▶ **Task A**: Report every line in the records that contains the word "water", matching case exactly.

Other sources of technology for XML were the TEI (Text Encoding Initiative), which defined a profile of SGML for use as a "transfer syntax" and HTML. The ERCS (Extended Reference Concrete Syntax) project of the SPREAD (Standardization Project Regarding East Asian Documents) project of the ISO-related China/Japan/Korea Document Processing expert group was the basis of XML 1.0's naming rules; SPREAD also introduced hexadecimal numeric character references and the concept of references to make available all Unicode characters. To support ERCS, XML and HTML better, the SGML standard IS 8879 was revised in 1996 and 1998 with WebSGML Adaptations.

Ideas that developed during discussion that are novel in XML included the algorithm for encoding detection and the encoding header, the processing instruction target, the xml:space attribute, and the new close delimiter for empty-element tags. The notion of well-formedness as opposed to validity (which enables parsing without a schema) was first formalized in XML, although it had been implemented successfully in the Electronic Book Technology "Dynatext" software; the software from the University of Waterloo New Oxford English Dictionary Project; the RISP LISP SGML text processor at Uniscope, Tokyo; the US Army Missile Command IADS hypertext system; Mentor Graphics Context; Interleaf and Xerox Publishing System.

== Versions ==
=== 1.0 and 1.1 ===
The first (XML 1.0) was initially defined in 1998. It has undergone minor revisions since then, without being given a new version number, and is currently in its fifth edition, as published on November 26, 2008. It is widely implemented and still recommended for general use.

The second (XML 1.1) was initially published on February 4, 2004, the same day as XML 1.0 Third Edition, and is currently in its second edition, as published on August 16, 2006. It contains features (some contentious) that are intended to make XML easier to use in certain cases. The main changes are to enable the use of line-ending characters used on EBCDIC platforms, and the use of scripts and characters absent from Unicode 3.2. XML 1.1 is not very widely implemented and is recommended for use only by those who need its particular features.

Prior to its fifth edition release, XML 1.0 differed from XML 1.1 in having stricter requirements for characters available for use in element and attribute names and unique identifiers: in the first four editions of XML 1.0 the characters were exclusively enumerated using a specific version of the Unicode standard (Unicode 2.0 to Unicode 3.2.) The fifth edition substitutes the mechanism of XML 1.1, which is more future-proof but reduces redundancy. The approach taken in the fifth edition of XML 1.0 and in all editions of XML 1.1 is that only certain characters are forbidden in names, and everything else is allowed to accommodate suitable name characters in future Unicode versions. In the fifth edition, XML names may contain characters in the Balinese, Cham, or Phoenician scripts among many others added to Unicode since Unicode 3.2.

▶ **Task B**: According to the XML passage, on what date was XML 1.1 first published?

▶ **Source data**:
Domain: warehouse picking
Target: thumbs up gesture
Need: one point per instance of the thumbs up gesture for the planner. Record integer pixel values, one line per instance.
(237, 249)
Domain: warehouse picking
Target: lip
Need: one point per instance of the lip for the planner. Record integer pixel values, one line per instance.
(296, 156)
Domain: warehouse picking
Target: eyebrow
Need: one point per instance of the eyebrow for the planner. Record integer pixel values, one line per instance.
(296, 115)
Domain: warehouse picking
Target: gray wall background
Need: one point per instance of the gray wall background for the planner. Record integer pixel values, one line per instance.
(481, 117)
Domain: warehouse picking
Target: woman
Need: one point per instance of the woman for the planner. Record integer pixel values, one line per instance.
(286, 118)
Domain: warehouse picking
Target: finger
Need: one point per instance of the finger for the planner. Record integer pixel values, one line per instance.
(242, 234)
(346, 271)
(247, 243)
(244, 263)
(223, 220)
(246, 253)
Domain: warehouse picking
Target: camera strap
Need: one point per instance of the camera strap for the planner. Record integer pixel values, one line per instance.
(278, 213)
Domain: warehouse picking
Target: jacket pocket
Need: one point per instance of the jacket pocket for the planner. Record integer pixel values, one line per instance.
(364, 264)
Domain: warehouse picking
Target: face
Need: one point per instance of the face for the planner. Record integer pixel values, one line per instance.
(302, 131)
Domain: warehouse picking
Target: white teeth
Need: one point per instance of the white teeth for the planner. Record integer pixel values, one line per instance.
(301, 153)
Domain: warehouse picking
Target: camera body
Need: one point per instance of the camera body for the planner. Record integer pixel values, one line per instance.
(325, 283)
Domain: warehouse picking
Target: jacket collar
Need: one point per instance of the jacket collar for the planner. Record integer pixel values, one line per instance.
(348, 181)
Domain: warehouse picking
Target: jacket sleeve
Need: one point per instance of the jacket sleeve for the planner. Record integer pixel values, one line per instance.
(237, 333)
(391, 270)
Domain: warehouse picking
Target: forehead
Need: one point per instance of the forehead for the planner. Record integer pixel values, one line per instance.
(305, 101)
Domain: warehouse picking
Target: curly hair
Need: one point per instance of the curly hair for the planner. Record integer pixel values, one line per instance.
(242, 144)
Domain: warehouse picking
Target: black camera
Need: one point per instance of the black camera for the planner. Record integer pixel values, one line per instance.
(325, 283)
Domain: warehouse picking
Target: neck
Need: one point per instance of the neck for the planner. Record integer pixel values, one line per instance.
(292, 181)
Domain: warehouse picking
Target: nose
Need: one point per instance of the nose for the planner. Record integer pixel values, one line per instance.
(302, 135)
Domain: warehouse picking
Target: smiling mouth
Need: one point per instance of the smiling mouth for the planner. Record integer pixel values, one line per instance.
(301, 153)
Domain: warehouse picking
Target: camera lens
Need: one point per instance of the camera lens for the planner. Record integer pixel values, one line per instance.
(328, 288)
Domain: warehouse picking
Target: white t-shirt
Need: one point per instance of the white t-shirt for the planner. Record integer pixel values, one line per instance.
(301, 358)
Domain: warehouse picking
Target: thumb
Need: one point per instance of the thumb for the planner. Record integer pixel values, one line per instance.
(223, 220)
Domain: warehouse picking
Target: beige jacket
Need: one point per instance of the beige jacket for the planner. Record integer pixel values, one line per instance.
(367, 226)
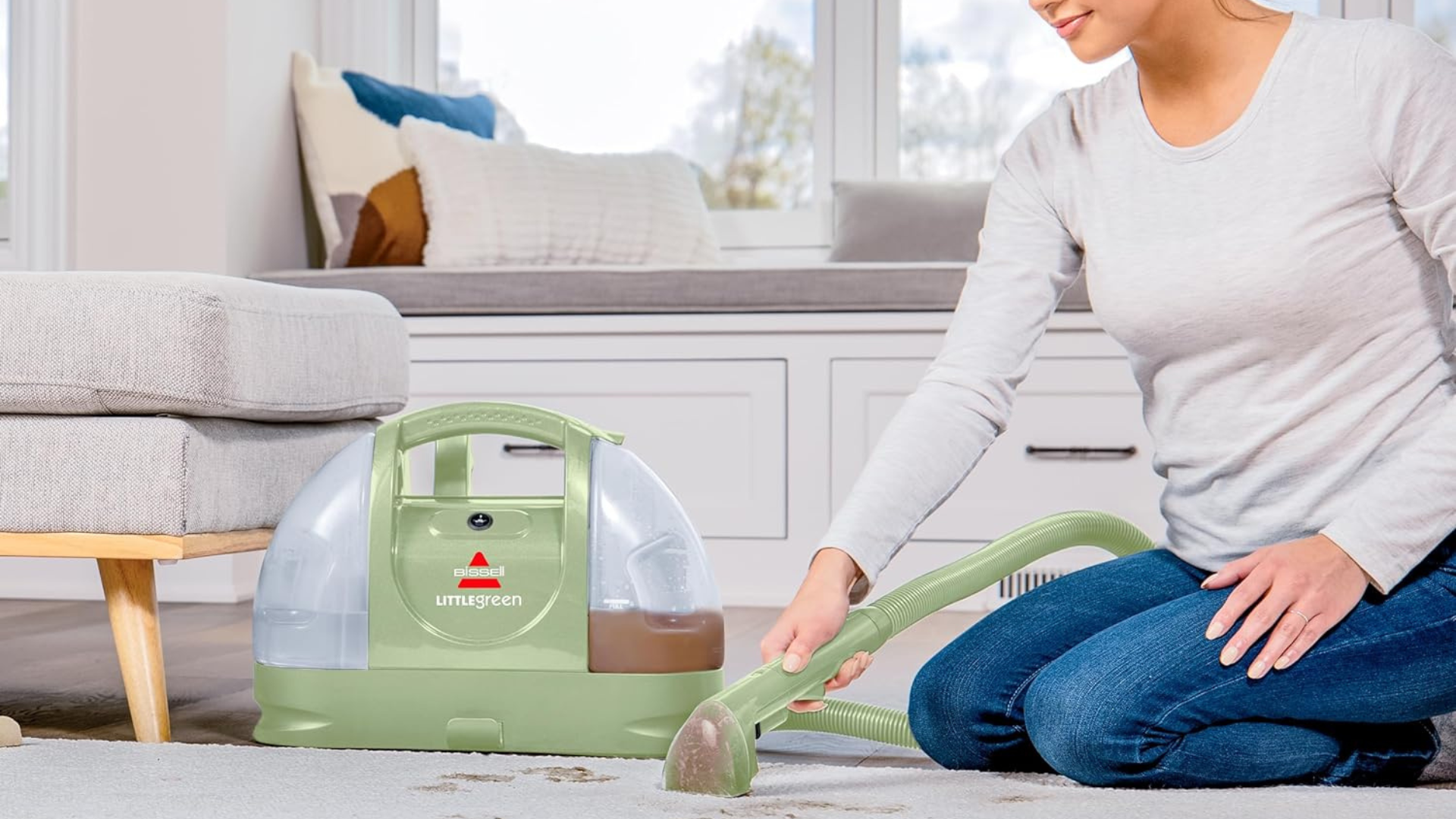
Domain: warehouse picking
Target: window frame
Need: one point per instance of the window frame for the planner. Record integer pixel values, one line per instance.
(856, 99)
(38, 196)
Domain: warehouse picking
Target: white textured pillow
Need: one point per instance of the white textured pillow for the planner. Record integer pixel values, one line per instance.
(498, 205)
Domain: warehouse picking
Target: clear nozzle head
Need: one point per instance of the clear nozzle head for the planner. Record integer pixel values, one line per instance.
(711, 754)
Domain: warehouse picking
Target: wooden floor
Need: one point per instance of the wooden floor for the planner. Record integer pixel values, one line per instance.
(58, 675)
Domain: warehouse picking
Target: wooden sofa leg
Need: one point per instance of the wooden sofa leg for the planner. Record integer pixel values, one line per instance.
(131, 601)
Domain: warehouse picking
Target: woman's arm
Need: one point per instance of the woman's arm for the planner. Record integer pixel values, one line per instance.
(963, 403)
(1410, 83)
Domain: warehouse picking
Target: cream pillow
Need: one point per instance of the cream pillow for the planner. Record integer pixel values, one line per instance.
(513, 205)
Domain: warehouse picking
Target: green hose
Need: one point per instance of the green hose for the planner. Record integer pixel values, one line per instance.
(855, 719)
(932, 592)
(714, 751)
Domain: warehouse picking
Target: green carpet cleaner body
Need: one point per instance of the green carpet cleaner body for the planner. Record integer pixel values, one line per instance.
(577, 624)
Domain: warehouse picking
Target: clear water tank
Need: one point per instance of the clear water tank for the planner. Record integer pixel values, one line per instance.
(654, 604)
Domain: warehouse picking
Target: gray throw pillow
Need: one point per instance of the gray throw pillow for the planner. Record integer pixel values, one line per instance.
(918, 222)
(908, 222)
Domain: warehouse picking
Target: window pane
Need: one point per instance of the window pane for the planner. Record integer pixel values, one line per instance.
(973, 74)
(1308, 6)
(1438, 19)
(727, 85)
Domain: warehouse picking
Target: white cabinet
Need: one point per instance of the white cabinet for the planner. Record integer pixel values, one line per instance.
(1075, 441)
(761, 425)
(714, 430)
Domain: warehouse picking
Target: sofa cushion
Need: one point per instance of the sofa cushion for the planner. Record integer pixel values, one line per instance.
(197, 344)
(156, 475)
(894, 221)
(908, 222)
(655, 289)
(491, 203)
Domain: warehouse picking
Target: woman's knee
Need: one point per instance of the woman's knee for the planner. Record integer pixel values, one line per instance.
(959, 717)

▶ **Task output A**:
Target: clear water tank
Need: one point per instance of the clear water tank for the planner. Record integer pixel values, one line per instance.

▶ **Task output B**: February 4, 2004.